EXERCISE DETAILS: An exact reproduction of the records is required, with all images left out.

SUPPLIED MATERIAL:
----------------
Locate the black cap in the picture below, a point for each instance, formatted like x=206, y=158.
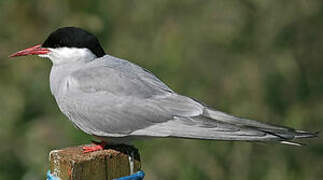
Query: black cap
x=74, y=37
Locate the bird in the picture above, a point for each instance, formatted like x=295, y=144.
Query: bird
x=117, y=101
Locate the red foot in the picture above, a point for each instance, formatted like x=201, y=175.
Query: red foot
x=96, y=147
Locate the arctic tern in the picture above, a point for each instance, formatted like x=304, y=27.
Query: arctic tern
x=116, y=100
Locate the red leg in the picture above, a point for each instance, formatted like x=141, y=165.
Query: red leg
x=96, y=147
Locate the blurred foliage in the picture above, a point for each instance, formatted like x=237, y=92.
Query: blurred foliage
x=256, y=59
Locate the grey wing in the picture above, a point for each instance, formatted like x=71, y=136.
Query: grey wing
x=114, y=97
x=107, y=99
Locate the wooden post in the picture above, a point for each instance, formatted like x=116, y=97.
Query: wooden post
x=113, y=162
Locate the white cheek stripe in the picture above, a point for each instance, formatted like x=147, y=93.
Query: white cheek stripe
x=67, y=55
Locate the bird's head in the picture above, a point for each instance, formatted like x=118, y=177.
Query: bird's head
x=66, y=45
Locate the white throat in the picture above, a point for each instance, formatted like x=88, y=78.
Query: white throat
x=65, y=55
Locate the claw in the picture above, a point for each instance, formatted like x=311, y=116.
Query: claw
x=96, y=147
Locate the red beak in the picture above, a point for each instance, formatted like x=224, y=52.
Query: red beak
x=35, y=50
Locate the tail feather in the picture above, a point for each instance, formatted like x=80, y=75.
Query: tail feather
x=283, y=134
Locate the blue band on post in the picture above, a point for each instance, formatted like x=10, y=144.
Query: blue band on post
x=137, y=176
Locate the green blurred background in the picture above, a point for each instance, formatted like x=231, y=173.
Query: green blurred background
x=256, y=59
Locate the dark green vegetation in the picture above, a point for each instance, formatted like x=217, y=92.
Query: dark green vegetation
x=255, y=59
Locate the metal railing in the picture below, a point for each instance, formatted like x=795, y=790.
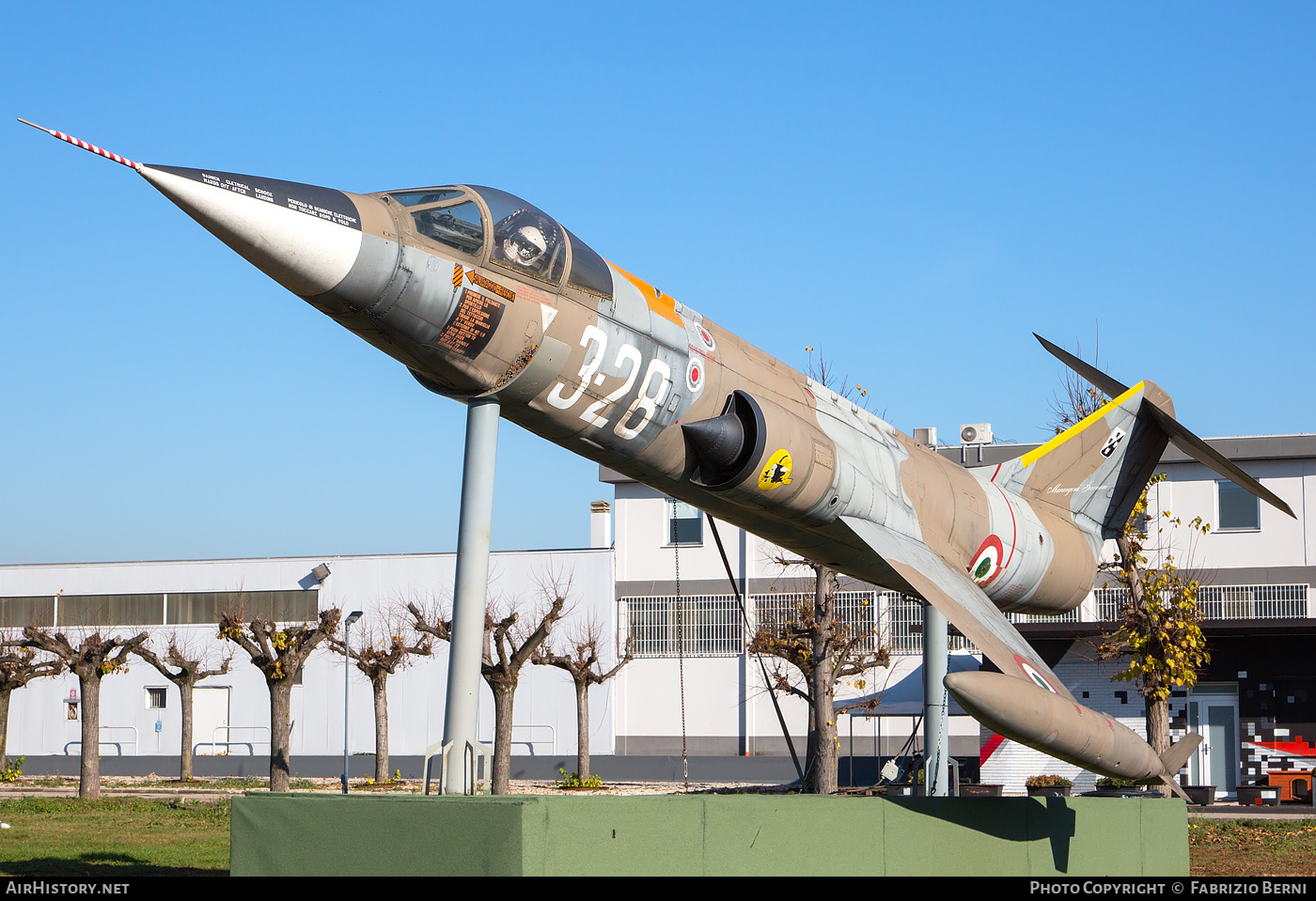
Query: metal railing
x=1223, y=601
x=1043, y=617
x=250, y=746
x=118, y=746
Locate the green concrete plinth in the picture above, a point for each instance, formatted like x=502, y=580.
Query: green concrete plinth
x=706, y=834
----------------
CORRECT ANSWER:
Locate the black cap in the picture below, a point for each instance, formatted like x=206, y=158.
Query: black cap
x=74, y=37
Locate the bird in the picture above, a point for each instance, formatted like x=295, y=144.
Query: bird
x=117, y=101
Locate the red foot in the picture above, a point for each instance, formatted like x=201, y=175.
Query: red foot
x=96, y=147
Locate the arctic tern in the picture above, a point for each instance, formatted like x=304, y=27.
Query: arctic tern
x=116, y=100
Locate the red leg in the picture above, a point for each instance, formatted like x=141, y=165.
Query: red leg
x=96, y=147
Locate the blurred foliage in the picture above, a point for each instance, formatted like x=237, y=92.
Query: blurred foliage
x=256, y=59
Locate the grey wing in the picture above, a point for each instance, formatted like x=71, y=136.
Query: grey wing
x=114, y=97
x=107, y=99
Locate the wooden post in the picture above, a point for each instance, formatted like x=116, y=97.
Query: wooden post
x=113, y=162
Locate the white cheek stripe in the picture above, a point for each instance, formatted like x=147, y=93.
Query: white cheek stripe
x=67, y=55
Locate the bird's head in the picture above, a point for each instance, formatted like x=118, y=177.
Query: bird's head
x=66, y=45
Locate the white throat in the picture above, a point for each instance, formatted like x=88, y=78.
Query: white throat
x=65, y=55
Locate the claw in the picture above, a point for each instance, formatted like x=311, y=116.
Query: claw
x=96, y=147
Locate the red beak in the picture above, a point for each instance, formatted like x=224, y=52.
Query: red beak
x=35, y=50
Locate the tail feather in the picture above, a point for each instance, formatted like x=80, y=75.
Query: tail feather
x=283, y=134
Locate the blue band on post in the picture above, a point for each instance, formatted like x=10, y=144.
Query: blue band on post
x=137, y=176
Locate the green blurred background in the picture above, a point for each instance, formatted like x=231, y=173.
Query: green blurred background
x=256, y=59
Locate the dark green vegetation in the picture above, a point for each instance, formatted like x=217, y=92.
Query: dark green vegetation
x=255, y=59
Locate the metal railing in the picture below, a point for each instance, formatted like x=795, y=790.
Query: metal railing
x=1223, y=601
x=1043, y=617
x=250, y=746
x=118, y=746
Locate the green concrete plinth in the picture above, a point for each instance, formatted like x=502, y=580.
Query: green concrete plinth
x=706, y=834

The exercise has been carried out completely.